= Work required =
Switch each "scan" in the rows below to "image". Write the rows out again with nothing else changed.
━━━━━━━━━━━━━━━━━━━━━━━━━━━━━━
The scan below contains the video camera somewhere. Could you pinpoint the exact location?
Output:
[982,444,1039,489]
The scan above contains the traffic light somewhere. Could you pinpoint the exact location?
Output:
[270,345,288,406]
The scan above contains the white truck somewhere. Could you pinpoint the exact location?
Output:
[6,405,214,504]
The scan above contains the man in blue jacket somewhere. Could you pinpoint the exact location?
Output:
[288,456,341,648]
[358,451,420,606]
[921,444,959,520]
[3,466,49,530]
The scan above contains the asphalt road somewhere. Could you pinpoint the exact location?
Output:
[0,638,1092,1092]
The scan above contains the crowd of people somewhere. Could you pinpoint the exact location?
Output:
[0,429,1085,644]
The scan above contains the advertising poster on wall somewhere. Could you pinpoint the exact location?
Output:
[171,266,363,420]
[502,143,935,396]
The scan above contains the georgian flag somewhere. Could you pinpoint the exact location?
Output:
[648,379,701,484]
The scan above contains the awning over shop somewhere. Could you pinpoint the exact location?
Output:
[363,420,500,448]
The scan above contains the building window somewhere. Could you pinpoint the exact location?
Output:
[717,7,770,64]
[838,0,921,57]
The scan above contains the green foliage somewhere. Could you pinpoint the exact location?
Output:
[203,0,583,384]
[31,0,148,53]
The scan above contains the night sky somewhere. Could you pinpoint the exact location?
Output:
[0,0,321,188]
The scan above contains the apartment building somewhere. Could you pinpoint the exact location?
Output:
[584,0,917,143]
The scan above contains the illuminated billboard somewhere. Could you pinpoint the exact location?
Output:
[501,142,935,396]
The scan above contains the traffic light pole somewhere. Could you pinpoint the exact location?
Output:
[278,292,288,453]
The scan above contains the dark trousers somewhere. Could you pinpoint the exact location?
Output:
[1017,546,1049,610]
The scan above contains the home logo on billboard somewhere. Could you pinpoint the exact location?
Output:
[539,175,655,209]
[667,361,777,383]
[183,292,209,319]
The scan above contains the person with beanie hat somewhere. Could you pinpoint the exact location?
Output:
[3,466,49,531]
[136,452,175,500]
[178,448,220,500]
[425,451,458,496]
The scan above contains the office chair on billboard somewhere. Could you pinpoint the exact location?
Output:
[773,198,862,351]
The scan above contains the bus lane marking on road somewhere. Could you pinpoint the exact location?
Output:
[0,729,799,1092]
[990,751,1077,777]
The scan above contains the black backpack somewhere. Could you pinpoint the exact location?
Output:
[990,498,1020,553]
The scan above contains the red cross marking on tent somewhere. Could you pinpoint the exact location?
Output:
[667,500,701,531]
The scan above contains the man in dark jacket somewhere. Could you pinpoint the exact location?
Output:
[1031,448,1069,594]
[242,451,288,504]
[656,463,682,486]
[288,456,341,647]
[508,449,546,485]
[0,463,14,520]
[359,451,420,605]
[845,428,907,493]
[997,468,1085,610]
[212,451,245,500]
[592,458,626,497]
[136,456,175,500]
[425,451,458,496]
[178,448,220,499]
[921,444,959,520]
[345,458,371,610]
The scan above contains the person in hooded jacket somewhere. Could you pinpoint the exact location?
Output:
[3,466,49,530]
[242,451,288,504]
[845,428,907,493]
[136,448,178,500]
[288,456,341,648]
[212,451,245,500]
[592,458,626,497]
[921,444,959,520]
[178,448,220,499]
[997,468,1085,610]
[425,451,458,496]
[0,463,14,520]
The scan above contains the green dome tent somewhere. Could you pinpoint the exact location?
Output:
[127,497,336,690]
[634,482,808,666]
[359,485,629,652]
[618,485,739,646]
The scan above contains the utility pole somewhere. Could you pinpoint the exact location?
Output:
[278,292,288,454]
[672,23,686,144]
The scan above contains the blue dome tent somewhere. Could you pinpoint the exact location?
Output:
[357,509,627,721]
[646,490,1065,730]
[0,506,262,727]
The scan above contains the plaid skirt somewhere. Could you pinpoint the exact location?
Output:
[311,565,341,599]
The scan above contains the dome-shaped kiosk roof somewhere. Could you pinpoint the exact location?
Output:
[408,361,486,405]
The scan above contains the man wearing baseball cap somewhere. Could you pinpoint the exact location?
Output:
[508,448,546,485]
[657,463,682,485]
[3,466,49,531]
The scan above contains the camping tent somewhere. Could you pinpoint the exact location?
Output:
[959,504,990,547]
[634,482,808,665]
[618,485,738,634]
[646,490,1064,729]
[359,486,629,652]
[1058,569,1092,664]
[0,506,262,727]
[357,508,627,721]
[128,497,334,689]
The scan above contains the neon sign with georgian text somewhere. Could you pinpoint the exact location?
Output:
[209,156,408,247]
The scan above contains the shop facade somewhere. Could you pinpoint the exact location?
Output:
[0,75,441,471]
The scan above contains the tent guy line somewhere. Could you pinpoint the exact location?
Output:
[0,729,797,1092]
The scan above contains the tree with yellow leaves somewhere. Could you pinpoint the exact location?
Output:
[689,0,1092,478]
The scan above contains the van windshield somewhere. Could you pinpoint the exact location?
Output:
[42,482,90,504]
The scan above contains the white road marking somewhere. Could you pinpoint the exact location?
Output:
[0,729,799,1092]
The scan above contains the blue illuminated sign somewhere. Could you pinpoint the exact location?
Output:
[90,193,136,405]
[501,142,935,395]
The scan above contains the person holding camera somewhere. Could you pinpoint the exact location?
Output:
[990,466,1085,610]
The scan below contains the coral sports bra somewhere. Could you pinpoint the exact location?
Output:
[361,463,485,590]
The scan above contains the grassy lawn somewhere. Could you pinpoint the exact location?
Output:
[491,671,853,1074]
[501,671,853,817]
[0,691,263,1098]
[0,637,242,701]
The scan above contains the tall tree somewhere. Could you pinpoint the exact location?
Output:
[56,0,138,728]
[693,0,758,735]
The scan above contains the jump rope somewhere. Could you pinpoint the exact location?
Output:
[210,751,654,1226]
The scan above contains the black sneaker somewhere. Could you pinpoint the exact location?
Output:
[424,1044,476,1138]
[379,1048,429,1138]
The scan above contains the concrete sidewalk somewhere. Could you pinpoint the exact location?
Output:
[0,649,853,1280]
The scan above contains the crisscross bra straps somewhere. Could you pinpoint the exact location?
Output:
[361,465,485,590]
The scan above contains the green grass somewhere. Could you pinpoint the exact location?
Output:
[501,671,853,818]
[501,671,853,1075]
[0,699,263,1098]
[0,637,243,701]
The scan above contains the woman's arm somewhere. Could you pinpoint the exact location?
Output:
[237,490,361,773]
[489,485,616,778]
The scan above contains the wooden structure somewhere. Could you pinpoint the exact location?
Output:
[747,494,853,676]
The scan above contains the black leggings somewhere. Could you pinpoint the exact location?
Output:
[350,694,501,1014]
━━━━━━━━━━━━━━━━━━━━━━━━━━━━━━
= Solution to the problem =
The image below contains the video camera somewhere. Could you pinpoint the exact location?
Output:
[982,444,1039,489]
The image above contains the traffic light somewhere. Could you pinpoint the exact location?
Output:
[270,345,288,406]
The image above contains the white truck somewhere. Could you pinpoint the exact location?
Output:
[6,405,214,504]
The image above contains the man in blue jacket somewhere. Could you pinpoint the exact location?
Output:
[288,456,341,648]
[358,451,420,606]
[921,444,959,520]
[3,466,49,530]
The image above contains the asphalt road somewhere. Could you pinpoint the exact location?
Output:
[0,638,1092,1092]
The image above contains the crowd of people somewhere. Could you pinpoint the exact location?
Output:
[0,429,1085,644]
The image above contains the advertising poster on wall somewhere. Could you pinpoint the exact location?
Output:
[171,266,363,420]
[502,143,935,396]
The image above contains the georgian flag somewhere. Could you pinpoint the exact location?
Output:
[648,379,701,484]
The image above contains the awning over shop somewhere. Could you pinpoint the exact location?
Output:
[363,420,500,448]
The image above contains the building window somewhere. Could you pinpoint the exact location?
Output:
[717,7,770,64]
[838,0,921,57]
The image above contains the green foliage somewhere. Could you pinpoint the exact location?
Output:
[203,0,583,384]
[31,0,148,53]
The image above contains the night sky somewhere. Could you pinpoint the exact location?
Output:
[0,0,321,188]
The image above contains the apartment building somewhere. Could you pinpoint the exact location?
Output:
[584,0,917,143]
The image above contains the illuminated billboard somewhere. Could you pinpoint the exact location?
Output:
[501,142,935,396]
The image above contains the traffic light pole somewhere. Could you pinpoint the exact location?
Output:
[278,292,288,453]
The image above contains the dark trousers somewhere. Could you pinpoint the exact location?
Output:
[1017,546,1049,610]
The image above contains the home logo on billboard somewhere. Could you pinpoint the exact location?
Output:
[539,175,655,209]
[667,361,777,383]
[183,292,209,319]
The image above contains the person with beanie hat somewhere. Could you pinpoint the exact location?
Output:
[3,466,49,531]
[136,452,175,500]
[178,448,220,500]
[425,451,458,496]
The image above contains the office chair on billboard somewhere. Could you pinpoint the exact location?
Output:
[773,198,862,351]
The image above contains the bus lane marking on road somewhere. Could you pinpoint the exact location?
Output:
[0,729,799,1092]
[990,751,1077,777]
The image above contains the black backpack somewhere. Could you pinpoint the exact location?
Output:
[990,498,1020,553]
The image above contains the red cross marking on tent somewhere. Could you pinpoint the exact location?
Output:
[667,500,701,531]
The image above contains the man in dark jacket somewhere. Could you pinpoint the exact location?
Output:
[1031,448,1069,594]
[242,451,288,504]
[656,463,682,486]
[288,456,341,647]
[508,449,546,485]
[0,463,14,520]
[359,451,420,605]
[845,428,907,493]
[997,468,1085,610]
[212,451,245,500]
[592,458,626,497]
[136,456,175,500]
[425,451,458,496]
[178,448,220,499]
[921,444,959,520]
[345,458,371,610]
The image above contains the person in hooded jacket somewhere. Could you pinpoint the exact location?
Output:
[3,466,49,530]
[242,451,288,504]
[845,428,907,493]
[136,448,178,500]
[288,456,341,648]
[212,451,245,500]
[592,458,626,497]
[921,444,959,520]
[178,448,220,499]
[997,468,1085,610]
[425,451,458,496]
[0,463,14,520]
The image above contains the green dome tent somewhere. Could you pinpoint the exact location?
Output:
[127,497,336,690]
[634,482,808,666]
[359,485,629,652]
[618,485,739,646]
The image above contains the utility pole somewhere. Could you pinpoint the exact location?
Output:
[278,292,288,454]
[672,23,686,144]
The image above contains the blue dome tent somewhere. Could you pinpoint the exact location?
Output:
[357,509,627,721]
[646,490,1065,730]
[0,506,262,727]
The image above contains the plaid skirt somewhere. Could you pinpoint the exact location?
Output:
[311,565,341,599]
The image above contains the dome-shaped kiosk roof somewhere. Could you pinpoint the exact location?
Output:
[408,361,486,405]
The image above contains the man wearing baseball cap somewhere. Could you pinpoint the exact location?
Output:
[508,448,546,485]
[657,463,682,485]
[3,466,49,531]
The image above contains the camping tent somewhere. Could you pinpoint the exact location?
Output:
[959,504,990,547]
[634,482,808,665]
[618,485,738,634]
[646,490,1064,729]
[359,486,629,652]
[1058,569,1092,664]
[0,506,262,727]
[357,508,627,721]
[128,497,334,689]
The image above contains the neon sign with georgian text somewhere. Could you pinpoint the exact location?
Output:
[209,156,408,247]
The image above contains the shop facade somewhere. Could you pinpoint the exact location?
Output:
[0,75,441,471]
The image above contains the tent guy line somewhere. Could you pinpoint the exact location?
Output:
[0,729,797,1092]
The image above contains the tree with yellow leaves somewhere. Could you pinpoint the exact location?
Output:
[689,0,1092,478]
The image above contains the van windshield somewhere. Could you pinpoint the exact location?
Output:
[42,482,90,504]
The image above contains the white road marking somewhere. Could you pinpoint the exact location?
Output:
[0,729,799,1092]
The image above contains the blue illuminated sign somewhere. Could you pinpoint the exact location?
Output:
[90,193,136,405]
[501,142,935,395]
The image above contains the person holding camera somewhere. Could you pinpoint the exact location?
Output:
[990,466,1085,610]
The image below contains the coral sports bra somewhere. Could you pinpoint the exact location?
Output:
[361,463,485,590]
The image above contains the grassy lawn somewhere. Could you pinpoint the exact location?
Output:
[491,671,853,1074]
[501,671,853,817]
[0,691,263,1098]
[0,637,242,701]
The image above contains the tall tree somewhere. Could you pinpoint the exact location?
Output:
[56,0,138,728]
[693,0,758,735]
The image above contains the jump rope somewhere. Could you pinpoint the exact location?
Output:
[210,751,654,1226]
The image above contains the black sneaker somewhere. Could you pinpoint the exact location?
Output:
[424,1044,476,1138]
[379,1048,429,1138]
The image above contains the concrete sidewalk somewhere. Could you pinpoint the exact location?
Output:
[0,649,853,1280]
The image above contains the crisscross bra straps somewhere. Could you pinpoint the exact location?
Output:
[361,465,485,590]
The image above contains the green grass somewhere. Could you pinpoint the exact location?
Output:
[501,671,853,818]
[501,671,853,1075]
[0,699,263,1098]
[0,637,243,701]
The image above contains the woman's arm somewhere. Could you pinpoint the exact location?
Output:
[237,490,361,773]
[489,485,616,778]
The image above contains the wooden structure somewhere. Could you pinpoint the exact location?
Output:
[747,494,853,676]
The image above contains the black leggings somewhere. Could you pinpoint the exact location?
Output:
[350,694,501,1014]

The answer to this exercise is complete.